#### Information shown
—————

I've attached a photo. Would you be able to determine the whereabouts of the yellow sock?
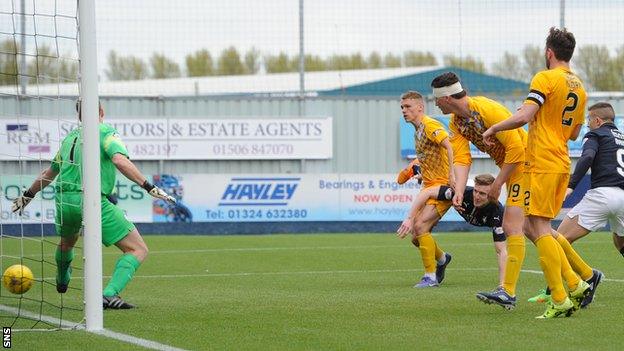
[557,239,581,291]
[418,233,436,273]
[535,233,568,303]
[557,234,594,280]
[436,243,444,261]
[503,233,526,296]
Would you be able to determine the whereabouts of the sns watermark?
[2,327,11,349]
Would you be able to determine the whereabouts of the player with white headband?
[431,72,527,309]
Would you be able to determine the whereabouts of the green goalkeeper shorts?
[55,193,135,246]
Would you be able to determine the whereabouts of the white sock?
[436,252,446,266]
[425,272,437,281]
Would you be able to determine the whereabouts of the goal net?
[0,0,96,330]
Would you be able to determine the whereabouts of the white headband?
[433,82,464,98]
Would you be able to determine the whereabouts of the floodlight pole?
[299,0,305,116]
[78,0,104,331]
[559,0,565,29]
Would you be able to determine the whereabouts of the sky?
[0,0,624,80]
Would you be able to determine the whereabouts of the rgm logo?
[6,124,50,153]
[219,178,301,206]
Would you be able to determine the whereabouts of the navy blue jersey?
[438,185,505,241]
[568,123,624,189]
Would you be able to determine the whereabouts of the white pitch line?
[521,269,624,283]
[94,329,185,351]
[18,241,603,257]
[0,305,185,351]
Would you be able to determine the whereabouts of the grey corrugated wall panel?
[0,96,624,174]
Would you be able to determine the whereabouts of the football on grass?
[2,264,34,294]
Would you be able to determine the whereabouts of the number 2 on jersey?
[561,92,578,126]
[615,149,624,177]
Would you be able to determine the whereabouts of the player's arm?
[570,124,583,141]
[453,164,470,211]
[397,186,440,239]
[566,133,598,197]
[111,153,176,202]
[11,165,59,216]
[483,102,540,145]
[449,120,472,209]
[440,138,455,189]
[488,162,520,202]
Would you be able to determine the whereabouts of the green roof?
[318,67,529,96]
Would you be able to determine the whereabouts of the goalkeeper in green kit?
[12,101,175,309]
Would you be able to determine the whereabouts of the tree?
[264,52,298,73]
[403,50,438,67]
[185,49,214,77]
[444,55,485,73]
[492,51,525,80]
[150,53,181,79]
[105,50,148,80]
[217,46,245,75]
[245,47,260,74]
[27,45,78,84]
[384,52,401,67]
[574,45,622,91]
[327,52,366,70]
[522,45,546,81]
[304,54,327,72]
[57,58,78,83]
[366,51,382,68]
[0,40,19,85]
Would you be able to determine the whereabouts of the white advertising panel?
[0,117,333,160]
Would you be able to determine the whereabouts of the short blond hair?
[401,90,423,100]
[475,173,494,186]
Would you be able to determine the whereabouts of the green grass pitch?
[0,233,624,351]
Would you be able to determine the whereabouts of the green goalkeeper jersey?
[51,123,128,195]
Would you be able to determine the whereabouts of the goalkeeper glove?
[141,180,176,204]
[397,159,422,184]
[11,190,35,216]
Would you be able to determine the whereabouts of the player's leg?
[501,169,526,296]
[501,206,526,296]
[524,173,576,318]
[397,186,440,239]
[54,193,82,294]
[613,233,624,257]
[476,172,526,310]
[529,194,607,307]
[102,198,143,309]
[609,189,624,256]
[553,215,593,280]
[494,238,507,286]
[412,200,450,288]
[54,233,79,294]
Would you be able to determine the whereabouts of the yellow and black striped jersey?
[525,67,587,173]
[414,116,450,188]
[449,96,527,167]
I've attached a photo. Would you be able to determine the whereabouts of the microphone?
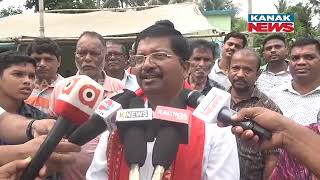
[21,75,104,180]
[68,98,122,146]
[191,87,272,139]
[116,97,152,180]
[152,106,192,180]
[68,90,136,146]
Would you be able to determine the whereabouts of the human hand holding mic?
[187,87,272,139]
[116,97,152,180]
[21,75,104,180]
[218,107,296,150]
[68,90,136,145]
[152,106,191,180]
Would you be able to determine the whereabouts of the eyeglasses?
[129,52,174,67]
[75,50,102,58]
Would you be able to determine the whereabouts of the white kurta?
[86,124,240,180]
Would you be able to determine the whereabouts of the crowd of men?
[0,20,320,180]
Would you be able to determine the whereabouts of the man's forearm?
[0,113,31,144]
[284,123,320,177]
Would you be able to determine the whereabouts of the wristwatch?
[26,119,35,140]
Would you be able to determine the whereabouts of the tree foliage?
[274,0,288,13]
[231,17,247,32]
[0,6,22,18]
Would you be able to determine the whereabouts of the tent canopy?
[0,3,217,40]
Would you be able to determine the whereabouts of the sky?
[0,0,319,23]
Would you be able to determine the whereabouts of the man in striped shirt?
[269,38,320,125]
[256,34,292,94]
[25,38,63,113]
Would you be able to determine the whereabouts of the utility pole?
[39,0,44,37]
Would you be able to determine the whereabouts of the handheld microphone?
[188,87,272,139]
[68,98,122,146]
[116,98,152,180]
[68,89,136,145]
[152,106,192,180]
[21,75,104,180]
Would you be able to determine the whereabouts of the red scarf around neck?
[106,86,205,180]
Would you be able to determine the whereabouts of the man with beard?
[187,40,225,95]
[269,38,320,125]
[26,38,63,113]
[104,41,139,91]
[50,31,123,180]
[86,21,239,180]
[209,32,247,89]
[229,49,281,180]
[257,34,292,93]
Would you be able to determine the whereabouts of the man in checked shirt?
[228,48,281,180]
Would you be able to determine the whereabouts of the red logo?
[62,78,80,95]
[79,84,101,108]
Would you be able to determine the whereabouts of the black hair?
[134,20,191,61]
[0,51,37,75]
[106,40,129,56]
[290,37,320,54]
[27,38,62,59]
[262,34,287,49]
[223,31,247,47]
[189,39,216,58]
[77,31,106,46]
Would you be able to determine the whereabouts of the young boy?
[0,51,48,143]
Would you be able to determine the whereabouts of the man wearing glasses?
[49,31,123,180]
[104,41,139,91]
[86,21,239,180]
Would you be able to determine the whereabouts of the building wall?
[206,15,231,32]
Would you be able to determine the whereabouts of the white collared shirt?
[208,58,231,89]
[0,107,6,116]
[86,124,240,180]
[269,82,320,125]
[256,70,292,94]
[121,71,139,91]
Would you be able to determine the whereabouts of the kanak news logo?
[248,14,294,33]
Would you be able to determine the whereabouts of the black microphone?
[116,97,152,180]
[152,123,182,180]
[68,90,136,146]
[187,87,272,139]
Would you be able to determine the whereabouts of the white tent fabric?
[0,3,216,40]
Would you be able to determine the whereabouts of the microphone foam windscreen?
[54,75,104,124]
[187,91,202,108]
[152,126,181,169]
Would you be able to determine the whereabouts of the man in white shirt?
[86,21,240,180]
[104,41,139,91]
[256,34,292,94]
[208,32,247,89]
[269,38,320,125]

—————

Update every item by replacing "whereabouts" with "location" and leaving all other text unchanged. Omit the pictures from your output.

#### Solved exercise
I've attached a photo. Would you be able to determine the location of the yellow sock?
[557,239,581,291]
[418,233,436,273]
[535,233,568,303]
[557,234,594,280]
[436,243,444,261]
[503,233,526,296]
Would you be able to determine the location of the sns watermark?
[2,327,11,349]
Would you be able to determine the location of the player with white headband?
[431,72,527,309]
Would you be able to determine the location of the green goalkeeper shorts?
[55,193,135,246]
Would you be able to determine the location of the white sock?
[436,252,446,266]
[425,272,437,281]
Would you be able to determine the location of the goal net?
[0,0,96,330]
Would you be able to determine the location of the white headband?
[433,82,464,98]
Would you be able to determine the location of the floodlight pole?
[299,0,305,116]
[78,0,104,331]
[559,0,565,29]
Would you be able to determine the location of the sky?
[0,0,624,80]
Would you be able to determine the location of the rgm logo?
[6,124,50,153]
[219,178,301,206]
Would you be able to determine the location of the navy blue jersey?
[438,185,505,241]
[568,123,624,189]
Would you be able to determine the location of the white pitch line?
[521,269,624,283]
[94,329,185,351]
[18,241,603,257]
[0,305,185,351]
Would you be able to determine the location of the grey corrugated wall panel?
[0,96,624,174]
Would you be able to determine the location of the football on grass?
[2,264,34,294]
Would you be able to determine the location of the number 2 on jersey?
[561,92,578,126]
[615,149,624,177]
Would you be able to determine the location of the player's arm?
[570,124,583,141]
[453,164,470,211]
[397,186,440,239]
[566,133,598,197]
[111,153,176,202]
[11,165,59,216]
[483,102,540,145]
[449,120,472,209]
[440,138,455,189]
[488,162,520,202]
Would you be able to determine the location of the green roof?
[318,67,529,96]
Would you be able to determine the location of the goalkeeper in green kit?
[12,101,175,309]
Would you be able to determine the location of the tree?
[264,52,298,73]
[403,50,438,67]
[185,49,214,77]
[444,55,485,73]
[492,51,525,80]
[150,53,181,79]
[105,50,148,80]
[217,46,245,75]
[245,47,260,74]
[27,45,78,84]
[384,52,401,67]
[574,45,622,91]
[327,52,366,70]
[522,45,546,81]
[304,54,327,72]
[57,58,78,83]
[366,51,382,68]
[0,40,19,85]
Would you be able to determine the location of the white advertising panel?
[0,117,333,160]
Would you be able to determine the location of the short blond hair?
[401,90,423,100]
[475,173,494,186]
Would you be able to determine the location of the green grass pitch?
[0,233,624,351]
Would you be able to determine the location of the green goalkeeper jersey?
[51,123,128,195]
Would you be able to determine the location of the goalkeeper glove?
[141,180,176,204]
[397,159,422,184]
[11,190,35,216]
Would you be able to determine the location of the player's leg?
[501,169,526,296]
[501,206,526,296]
[524,173,576,318]
[397,186,440,239]
[54,193,82,294]
[613,233,624,257]
[476,172,526,310]
[529,194,607,307]
[102,198,143,309]
[609,189,624,256]
[553,215,593,280]
[494,238,507,286]
[412,200,450,288]
[54,233,79,294]
Would you be able to determine the location of the yellow and black striped jersey?
[525,67,587,173]
[414,116,450,188]
[449,96,527,167]
I've attached a photo. Would you be able to determine the location of the microphone?
[21,75,104,180]
[68,98,122,146]
[191,87,272,139]
[116,97,152,180]
[152,106,192,180]
[68,90,136,146]
Would you be able to determine the location of the human hand holding mic?
[187,87,272,139]
[116,97,152,180]
[21,75,104,180]
[218,107,296,150]
[68,90,136,145]
[152,106,191,180]
Would you be able to determine the location of the eyeglasses?
[129,52,174,67]
[75,50,102,58]
Would you be able to determine the location of the white kurta?
[86,124,240,180]
Would you be able to determine the location of the crowd of men?
[0,20,320,180]
Would you be able to determine the location of the man's forearm?
[0,113,31,144]
[284,123,320,177]
Would you be able to determine the location of the wristwatch?
[26,119,35,140]
Would you be able to determine the location of the tree foliage?
[274,0,288,13]
[231,17,247,32]
[0,6,22,18]
Would you be able to determine the location of the tent canopy?
[0,3,217,40]
Would you be able to determine the location of the sky?
[0,0,319,23]
Would you be able to determine the location of the man in striped shirt?
[269,38,320,125]
[256,34,292,94]
[25,38,63,113]
Would you be able to determine the location of the utility pole?
[39,0,44,37]
Would you be able to determine the location of the handheld microphone?
[188,87,272,139]
[68,98,122,146]
[116,98,152,180]
[68,89,136,145]
[152,106,192,180]
[21,75,104,180]
Would you be able to determine the location of the red scarf around neck?
[106,86,205,180]
Would you be able to determine the location of the man with beard?
[187,40,225,95]
[269,38,320,125]
[26,38,63,113]
[104,41,139,91]
[50,31,123,180]
[86,21,239,180]
[209,32,247,89]
[229,49,281,180]
[257,34,292,93]
Would you be able to determine the location of the man in checked shirt?
[228,48,281,180]
Would you be able to determine the location of the red logo?
[62,78,80,95]
[79,84,101,108]
Would you be able to determine the location of the black hair?
[134,20,191,61]
[0,51,37,75]
[106,40,129,56]
[290,37,320,54]
[27,38,62,59]
[262,34,287,49]
[223,31,247,47]
[189,39,216,58]
[77,31,106,46]
Would you be able to determine the location of the young boy?
[0,51,48,143]
Would you be able to determine the location of the man wearing glasses?
[49,31,123,180]
[104,41,139,91]
[86,21,239,180]
Would you be able to determine the location of the building wall?
[206,15,231,32]
Would you be able to determine the location of the white collared shirt?
[208,58,231,89]
[0,107,6,116]
[86,124,240,180]
[269,82,320,125]
[256,70,292,94]
[121,71,139,91]
Would you be able to determine the location of the kanak news logo?
[248,14,294,33]
Would you be able to determine the location of the black microphone?
[116,97,152,180]
[152,123,182,180]
[68,90,136,146]
[187,87,272,139]
Would you be able to determine the location of the white tent fabric?
[0,3,216,40]
Would you be able to determine the location of the microphone foam windscreen?
[54,75,104,124]
[187,91,202,108]
[152,126,181,169]
Would you be able to determine the location of the man in white shirt?
[86,21,240,180]
[104,41,139,91]
[256,34,292,94]
[208,32,247,89]
[269,38,320,125]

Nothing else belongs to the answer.